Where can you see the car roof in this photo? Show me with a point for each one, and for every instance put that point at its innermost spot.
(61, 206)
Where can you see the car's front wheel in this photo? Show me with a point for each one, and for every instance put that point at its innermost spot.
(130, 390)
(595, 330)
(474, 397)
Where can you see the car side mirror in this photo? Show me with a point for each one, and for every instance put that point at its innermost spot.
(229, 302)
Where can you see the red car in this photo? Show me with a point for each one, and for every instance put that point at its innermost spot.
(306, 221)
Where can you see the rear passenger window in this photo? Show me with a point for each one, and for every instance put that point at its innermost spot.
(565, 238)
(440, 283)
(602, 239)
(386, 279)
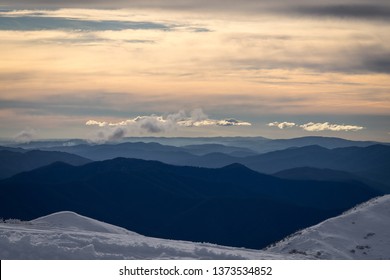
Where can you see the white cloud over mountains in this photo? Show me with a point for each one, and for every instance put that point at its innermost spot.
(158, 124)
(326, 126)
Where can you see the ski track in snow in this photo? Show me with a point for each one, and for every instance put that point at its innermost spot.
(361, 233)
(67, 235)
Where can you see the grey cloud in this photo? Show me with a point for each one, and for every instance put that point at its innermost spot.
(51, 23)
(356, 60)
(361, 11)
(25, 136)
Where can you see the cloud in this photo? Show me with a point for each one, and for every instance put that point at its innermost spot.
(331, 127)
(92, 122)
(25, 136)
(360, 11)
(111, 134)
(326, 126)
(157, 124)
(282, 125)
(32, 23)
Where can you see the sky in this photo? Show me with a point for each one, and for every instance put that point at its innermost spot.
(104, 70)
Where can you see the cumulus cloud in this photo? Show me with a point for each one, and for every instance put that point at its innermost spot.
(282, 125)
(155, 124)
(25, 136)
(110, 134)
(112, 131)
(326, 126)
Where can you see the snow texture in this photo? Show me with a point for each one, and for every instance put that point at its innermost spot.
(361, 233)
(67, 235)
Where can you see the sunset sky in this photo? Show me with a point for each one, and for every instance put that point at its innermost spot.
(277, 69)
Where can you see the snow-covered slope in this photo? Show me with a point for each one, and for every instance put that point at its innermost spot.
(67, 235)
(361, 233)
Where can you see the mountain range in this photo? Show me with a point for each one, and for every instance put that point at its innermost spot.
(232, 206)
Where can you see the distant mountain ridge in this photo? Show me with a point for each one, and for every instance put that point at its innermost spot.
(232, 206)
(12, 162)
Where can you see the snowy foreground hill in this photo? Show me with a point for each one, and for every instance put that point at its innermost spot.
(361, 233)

------------------------------------------------------------------------

▸ **Given problem**: What is needed is an exact reproduction of the data, pictures excluded.

▸ **Solution**:
Where can you see the car roof in this photo? Show me with a point for each one, and for every instance put that point at its innermost spot.
(61, 206)
Where can you see the car's front wheel in this photo? Show me with a point for each one, and for every instance put that point at its innermost spot.
(130, 390)
(595, 330)
(474, 397)
Where can you see the car side mirror in this photo? Show me with a point for each one, and for every instance put that point at its innermost spot.
(229, 302)
Where can you see the red car in this photo? Show me with a point for each one, and for every instance put that point at its innermost spot.
(306, 221)
Where can you see the rear passenger window in this photo? Show me with a point for each one, and for every instance put that point at its innermost spot.
(565, 238)
(440, 283)
(602, 239)
(386, 279)
Where can you see the white cloud over mountains in this photo? Show me with a point for each one, and for every instance put that point at its innermost spot.
(158, 124)
(326, 126)
Where can you see the ski track in snow in this photo? Show me with a point for each one, and for every instance put that point at its innermost spot.
(361, 233)
(67, 235)
Where can you see the grey cloud in this photo? Show me with a point for each one, and for every instance put that point at its innermost spot.
(51, 23)
(356, 60)
(361, 11)
(25, 136)
Where can you see the cloud in this photo? Show me with a point for each one, and for every instance put that point at its innermost spot.
(331, 127)
(92, 122)
(25, 136)
(360, 11)
(111, 134)
(326, 126)
(157, 124)
(282, 125)
(32, 23)
Where can you see the sky in this photo? Show me with a point for each one, and for every instance put that point at its innermost spot.
(104, 70)
Where can you see the cumulus cloud in this photo? Show me with a point for each one, and for every instance put that point at its innermost spot.
(282, 125)
(155, 124)
(25, 136)
(110, 134)
(112, 131)
(326, 126)
Where can you see the snow texture in this photo? Show me with a point for each one, and for every instance put that point at its innermost spot.
(361, 233)
(67, 235)
Where can you see the sunset sky in this photo? Show me with a point for each one, and for every instance put that point at its innermost spot.
(277, 69)
Where can you see the snow-covered slope in this photo? Show me with a point for each one, and for every instance put that point at its innermost spot.
(67, 235)
(361, 233)
Where can you see the mountain range in this photo? Show me with a point for each one, and for every instance put that point at its innermost spot.
(232, 206)
Where can you see the distant mountain ridge in this photo? Show me with a point for each one, and for every instance put that point at its innermost spot.
(232, 206)
(12, 162)
Where can you see the snowy foreground hill in this photo? Show me with a point for each one, and for every instance put that point at its innermost spot.
(361, 233)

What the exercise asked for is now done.